Segment Open

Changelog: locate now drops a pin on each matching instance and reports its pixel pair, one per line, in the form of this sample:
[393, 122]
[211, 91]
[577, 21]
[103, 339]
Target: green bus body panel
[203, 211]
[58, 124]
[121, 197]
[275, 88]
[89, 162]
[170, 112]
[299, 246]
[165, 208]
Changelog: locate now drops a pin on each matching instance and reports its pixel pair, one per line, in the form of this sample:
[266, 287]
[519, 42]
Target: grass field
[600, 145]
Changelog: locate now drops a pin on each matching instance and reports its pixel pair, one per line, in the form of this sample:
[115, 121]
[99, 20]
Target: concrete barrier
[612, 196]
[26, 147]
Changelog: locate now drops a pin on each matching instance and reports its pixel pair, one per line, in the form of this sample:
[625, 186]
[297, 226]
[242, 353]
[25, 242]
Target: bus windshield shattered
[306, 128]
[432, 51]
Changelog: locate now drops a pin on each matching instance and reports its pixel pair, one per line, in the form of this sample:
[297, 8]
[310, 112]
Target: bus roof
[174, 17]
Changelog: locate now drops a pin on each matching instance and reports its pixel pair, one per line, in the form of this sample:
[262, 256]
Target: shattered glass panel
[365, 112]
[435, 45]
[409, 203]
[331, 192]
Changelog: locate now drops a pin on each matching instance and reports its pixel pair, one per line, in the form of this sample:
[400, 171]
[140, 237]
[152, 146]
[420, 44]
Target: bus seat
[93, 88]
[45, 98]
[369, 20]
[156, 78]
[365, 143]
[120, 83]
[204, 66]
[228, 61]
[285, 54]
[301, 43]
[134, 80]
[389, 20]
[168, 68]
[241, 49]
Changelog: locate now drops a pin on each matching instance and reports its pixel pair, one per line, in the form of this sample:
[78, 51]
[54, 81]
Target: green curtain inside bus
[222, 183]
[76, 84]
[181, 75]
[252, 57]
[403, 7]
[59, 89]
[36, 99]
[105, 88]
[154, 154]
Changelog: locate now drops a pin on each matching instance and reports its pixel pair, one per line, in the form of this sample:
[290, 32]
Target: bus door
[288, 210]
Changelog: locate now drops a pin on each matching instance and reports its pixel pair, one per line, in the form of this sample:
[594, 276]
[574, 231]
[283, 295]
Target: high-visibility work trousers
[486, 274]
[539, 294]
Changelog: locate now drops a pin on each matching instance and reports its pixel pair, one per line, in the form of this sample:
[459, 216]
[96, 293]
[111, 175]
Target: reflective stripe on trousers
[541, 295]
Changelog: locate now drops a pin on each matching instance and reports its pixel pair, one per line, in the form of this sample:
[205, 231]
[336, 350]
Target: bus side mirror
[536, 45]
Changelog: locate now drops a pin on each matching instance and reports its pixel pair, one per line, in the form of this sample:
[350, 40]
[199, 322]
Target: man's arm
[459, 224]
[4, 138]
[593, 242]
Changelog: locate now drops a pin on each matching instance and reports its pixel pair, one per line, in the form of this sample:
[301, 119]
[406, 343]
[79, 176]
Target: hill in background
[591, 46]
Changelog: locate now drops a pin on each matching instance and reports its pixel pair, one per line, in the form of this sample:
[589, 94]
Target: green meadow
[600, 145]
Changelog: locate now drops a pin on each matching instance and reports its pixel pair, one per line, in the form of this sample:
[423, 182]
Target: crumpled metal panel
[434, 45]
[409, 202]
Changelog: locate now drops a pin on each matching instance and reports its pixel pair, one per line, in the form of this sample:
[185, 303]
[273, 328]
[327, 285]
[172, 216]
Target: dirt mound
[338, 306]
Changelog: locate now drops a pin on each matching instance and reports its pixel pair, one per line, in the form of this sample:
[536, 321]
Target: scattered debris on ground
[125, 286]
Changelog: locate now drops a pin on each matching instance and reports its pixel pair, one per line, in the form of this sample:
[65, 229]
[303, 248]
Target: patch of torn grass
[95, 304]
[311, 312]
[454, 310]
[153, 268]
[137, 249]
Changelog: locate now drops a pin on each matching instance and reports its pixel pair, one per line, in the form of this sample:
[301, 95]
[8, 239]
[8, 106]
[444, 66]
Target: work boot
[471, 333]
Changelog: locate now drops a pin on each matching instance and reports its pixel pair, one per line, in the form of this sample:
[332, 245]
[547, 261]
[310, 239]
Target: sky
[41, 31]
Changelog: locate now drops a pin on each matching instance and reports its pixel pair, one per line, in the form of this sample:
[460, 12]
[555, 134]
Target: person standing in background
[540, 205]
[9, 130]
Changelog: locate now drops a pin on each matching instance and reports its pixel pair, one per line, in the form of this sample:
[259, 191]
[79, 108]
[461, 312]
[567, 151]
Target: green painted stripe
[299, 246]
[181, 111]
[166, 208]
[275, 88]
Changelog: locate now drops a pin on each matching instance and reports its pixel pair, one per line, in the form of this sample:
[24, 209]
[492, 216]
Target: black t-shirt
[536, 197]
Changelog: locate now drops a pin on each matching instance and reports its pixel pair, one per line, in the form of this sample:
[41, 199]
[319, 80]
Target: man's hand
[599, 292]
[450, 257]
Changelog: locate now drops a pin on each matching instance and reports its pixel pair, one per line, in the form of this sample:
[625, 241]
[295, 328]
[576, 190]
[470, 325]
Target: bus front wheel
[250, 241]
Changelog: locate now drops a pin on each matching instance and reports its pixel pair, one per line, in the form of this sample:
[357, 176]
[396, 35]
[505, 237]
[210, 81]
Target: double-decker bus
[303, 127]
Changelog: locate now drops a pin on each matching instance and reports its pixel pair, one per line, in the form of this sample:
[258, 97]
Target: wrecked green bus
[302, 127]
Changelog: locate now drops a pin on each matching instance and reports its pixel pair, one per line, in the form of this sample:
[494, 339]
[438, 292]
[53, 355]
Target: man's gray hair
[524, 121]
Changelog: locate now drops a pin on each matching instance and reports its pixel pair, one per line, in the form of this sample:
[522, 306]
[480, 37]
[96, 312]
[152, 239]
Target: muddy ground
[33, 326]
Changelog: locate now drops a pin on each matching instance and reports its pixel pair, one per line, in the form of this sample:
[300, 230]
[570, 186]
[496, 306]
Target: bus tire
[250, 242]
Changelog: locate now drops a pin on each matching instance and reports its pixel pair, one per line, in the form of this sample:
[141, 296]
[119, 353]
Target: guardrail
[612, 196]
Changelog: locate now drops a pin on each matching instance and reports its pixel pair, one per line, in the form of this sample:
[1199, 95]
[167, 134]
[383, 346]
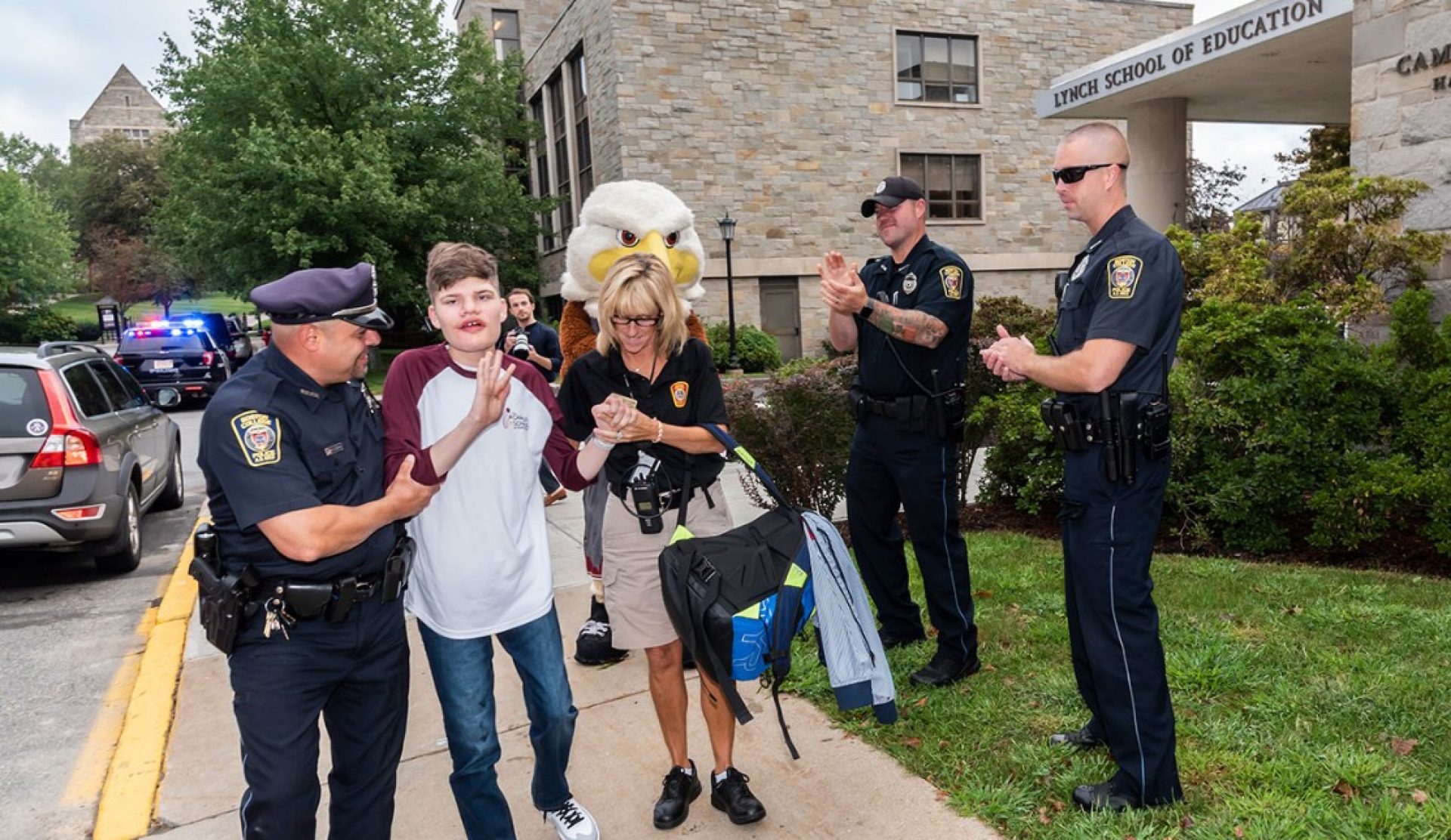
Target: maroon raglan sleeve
[402, 431]
[561, 455]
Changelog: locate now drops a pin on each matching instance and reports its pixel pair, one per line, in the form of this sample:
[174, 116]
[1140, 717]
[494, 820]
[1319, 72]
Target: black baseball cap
[891, 192]
[314, 295]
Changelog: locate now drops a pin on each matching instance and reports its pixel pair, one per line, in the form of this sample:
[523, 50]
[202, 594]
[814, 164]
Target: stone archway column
[1159, 171]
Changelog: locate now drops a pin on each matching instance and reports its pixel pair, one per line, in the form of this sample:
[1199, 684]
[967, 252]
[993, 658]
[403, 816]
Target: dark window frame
[961, 79]
[946, 203]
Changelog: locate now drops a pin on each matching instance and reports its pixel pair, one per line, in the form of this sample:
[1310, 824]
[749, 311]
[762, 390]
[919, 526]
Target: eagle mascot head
[624, 218]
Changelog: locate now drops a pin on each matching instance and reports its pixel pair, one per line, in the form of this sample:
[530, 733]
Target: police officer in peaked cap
[292, 450]
[1118, 329]
[907, 315]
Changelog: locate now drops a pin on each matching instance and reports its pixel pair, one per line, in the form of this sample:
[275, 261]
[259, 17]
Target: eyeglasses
[1074, 174]
[640, 321]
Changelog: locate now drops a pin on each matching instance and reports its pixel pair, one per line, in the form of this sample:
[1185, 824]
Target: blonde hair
[639, 285]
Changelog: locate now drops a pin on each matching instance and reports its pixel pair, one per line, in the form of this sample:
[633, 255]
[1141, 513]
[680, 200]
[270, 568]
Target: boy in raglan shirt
[478, 422]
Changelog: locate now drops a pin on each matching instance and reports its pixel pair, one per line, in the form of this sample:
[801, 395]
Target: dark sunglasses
[640, 321]
[1074, 174]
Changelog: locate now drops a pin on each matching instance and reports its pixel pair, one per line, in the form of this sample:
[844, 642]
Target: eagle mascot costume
[618, 219]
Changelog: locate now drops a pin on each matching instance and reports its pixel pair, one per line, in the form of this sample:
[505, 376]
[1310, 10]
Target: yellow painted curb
[129, 795]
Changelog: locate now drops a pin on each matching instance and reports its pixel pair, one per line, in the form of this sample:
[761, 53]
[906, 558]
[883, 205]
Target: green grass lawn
[1310, 703]
[82, 308]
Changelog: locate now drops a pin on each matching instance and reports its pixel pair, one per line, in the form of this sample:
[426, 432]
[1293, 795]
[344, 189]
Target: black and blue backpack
[739, 598]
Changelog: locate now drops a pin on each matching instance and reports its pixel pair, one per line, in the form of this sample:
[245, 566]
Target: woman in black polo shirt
[643, 394]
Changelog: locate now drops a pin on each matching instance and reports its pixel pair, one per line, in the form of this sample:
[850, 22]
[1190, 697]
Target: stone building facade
[785, 113]
[124, 108]
[1400, 110]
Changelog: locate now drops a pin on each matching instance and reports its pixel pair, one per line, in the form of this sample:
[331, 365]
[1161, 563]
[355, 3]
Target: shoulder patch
[258, 436]
[951, 282]
[1124, 276]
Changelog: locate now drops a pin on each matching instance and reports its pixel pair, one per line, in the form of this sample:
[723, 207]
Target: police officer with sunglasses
[1118, 329]
[292, 450]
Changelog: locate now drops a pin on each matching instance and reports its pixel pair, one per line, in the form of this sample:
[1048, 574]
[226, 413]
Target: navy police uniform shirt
[274, 441]
[685, 394]
[1126, 285]
[935, 280]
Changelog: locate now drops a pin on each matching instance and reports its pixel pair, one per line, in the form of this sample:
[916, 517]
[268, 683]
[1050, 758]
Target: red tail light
[67, 449]
[69, 444]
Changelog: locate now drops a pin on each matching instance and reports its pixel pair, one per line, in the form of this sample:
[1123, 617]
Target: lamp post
[727, 234]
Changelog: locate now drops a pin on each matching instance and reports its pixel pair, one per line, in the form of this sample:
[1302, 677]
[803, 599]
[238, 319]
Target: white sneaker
[574, 821]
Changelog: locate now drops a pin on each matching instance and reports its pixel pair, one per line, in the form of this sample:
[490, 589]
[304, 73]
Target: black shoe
[594, 644]
[676, 794]
[946, 671]
[1083, 739]
[891, 640]
[736, 798]
[1103, 797]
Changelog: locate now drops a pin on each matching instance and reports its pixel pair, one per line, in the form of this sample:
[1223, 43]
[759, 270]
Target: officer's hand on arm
[326, 530]
[1090, 369]
[843, 293]
[490, 394]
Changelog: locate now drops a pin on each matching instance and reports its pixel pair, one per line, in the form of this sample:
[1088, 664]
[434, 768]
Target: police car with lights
[178, 354]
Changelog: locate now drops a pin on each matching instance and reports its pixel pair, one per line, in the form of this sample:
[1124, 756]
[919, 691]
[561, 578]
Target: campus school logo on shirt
[515, 421]
[952, 282]
[258, 437]
[1124, 276]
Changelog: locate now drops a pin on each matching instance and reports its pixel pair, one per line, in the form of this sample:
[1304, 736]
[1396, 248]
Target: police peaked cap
[314, 295]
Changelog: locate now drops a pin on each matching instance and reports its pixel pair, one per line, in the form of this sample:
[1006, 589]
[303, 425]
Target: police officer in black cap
[1118, 329]
[907, 313]
[292, 450]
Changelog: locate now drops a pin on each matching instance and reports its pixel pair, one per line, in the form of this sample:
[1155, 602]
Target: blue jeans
[463, 678]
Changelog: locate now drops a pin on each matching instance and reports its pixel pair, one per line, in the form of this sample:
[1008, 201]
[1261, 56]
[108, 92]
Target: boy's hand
[490, 391]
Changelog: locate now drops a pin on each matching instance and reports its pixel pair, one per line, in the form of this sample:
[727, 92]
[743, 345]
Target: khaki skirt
[632, 573]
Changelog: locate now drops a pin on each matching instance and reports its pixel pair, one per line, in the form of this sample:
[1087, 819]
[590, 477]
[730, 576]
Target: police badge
[258, 436]
[951, 282]
[1124, 276]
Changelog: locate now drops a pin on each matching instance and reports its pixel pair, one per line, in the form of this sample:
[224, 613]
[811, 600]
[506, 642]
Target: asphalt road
[69, 647]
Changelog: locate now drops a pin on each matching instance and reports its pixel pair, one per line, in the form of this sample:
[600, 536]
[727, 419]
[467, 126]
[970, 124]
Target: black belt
[317, 598]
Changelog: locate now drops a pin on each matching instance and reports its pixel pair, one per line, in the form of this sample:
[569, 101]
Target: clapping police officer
[1118, 329]
[907, 315]
[292, 450]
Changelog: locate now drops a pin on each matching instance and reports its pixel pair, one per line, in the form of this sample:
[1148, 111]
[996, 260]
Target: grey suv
[83, 453]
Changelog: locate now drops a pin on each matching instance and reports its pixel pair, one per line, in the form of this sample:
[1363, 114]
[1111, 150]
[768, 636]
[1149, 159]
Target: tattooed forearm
[908, 326]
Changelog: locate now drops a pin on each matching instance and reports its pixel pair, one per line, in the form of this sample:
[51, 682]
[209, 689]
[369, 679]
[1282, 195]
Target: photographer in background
[536, 343]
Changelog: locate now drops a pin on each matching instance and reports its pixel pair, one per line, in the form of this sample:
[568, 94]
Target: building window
[559, 137]
[563, 159]
[506, 32]
[583, 157]
[542, 181]
[954, 183]
[936, 69]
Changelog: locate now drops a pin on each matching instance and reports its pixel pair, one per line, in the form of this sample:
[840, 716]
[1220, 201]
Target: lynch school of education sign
[1193, 47]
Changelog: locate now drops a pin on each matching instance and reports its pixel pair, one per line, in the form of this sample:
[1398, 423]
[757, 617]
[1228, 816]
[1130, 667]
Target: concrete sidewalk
[839, 788]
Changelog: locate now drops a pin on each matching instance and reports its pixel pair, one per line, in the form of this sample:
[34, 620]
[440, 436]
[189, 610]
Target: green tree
[36, 246]
[1345, 246]
[1211, 196]
[1325, 148]
[336, 131]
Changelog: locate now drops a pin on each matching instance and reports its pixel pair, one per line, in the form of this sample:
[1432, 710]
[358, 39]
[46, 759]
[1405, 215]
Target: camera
[521, 346]
[645, 495]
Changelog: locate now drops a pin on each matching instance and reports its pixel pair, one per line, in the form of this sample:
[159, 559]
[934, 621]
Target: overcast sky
[55, 58]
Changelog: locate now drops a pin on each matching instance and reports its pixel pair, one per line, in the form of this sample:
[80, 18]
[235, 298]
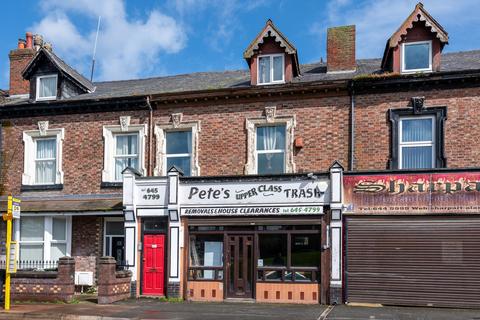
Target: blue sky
[147, 38]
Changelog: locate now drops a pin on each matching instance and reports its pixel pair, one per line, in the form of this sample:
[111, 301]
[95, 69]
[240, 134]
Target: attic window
[271, 69]
[417, 56]
[47, 87]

Segment Closed

## Action item
Repeat only the lines starting at the one that contains "Target: blue sky" and ending at the last line above, exactly as written.

## Your response
Target: blue sky
[147, 38]
Changelog: locate now drops a pin on each matching instance and reports its pixel pair, one per line, in the form of this sample:
[111, 301]
[95, 69]
[240, 134]
Target: attic window
[271, 69]
[417, 56]
[47, 87]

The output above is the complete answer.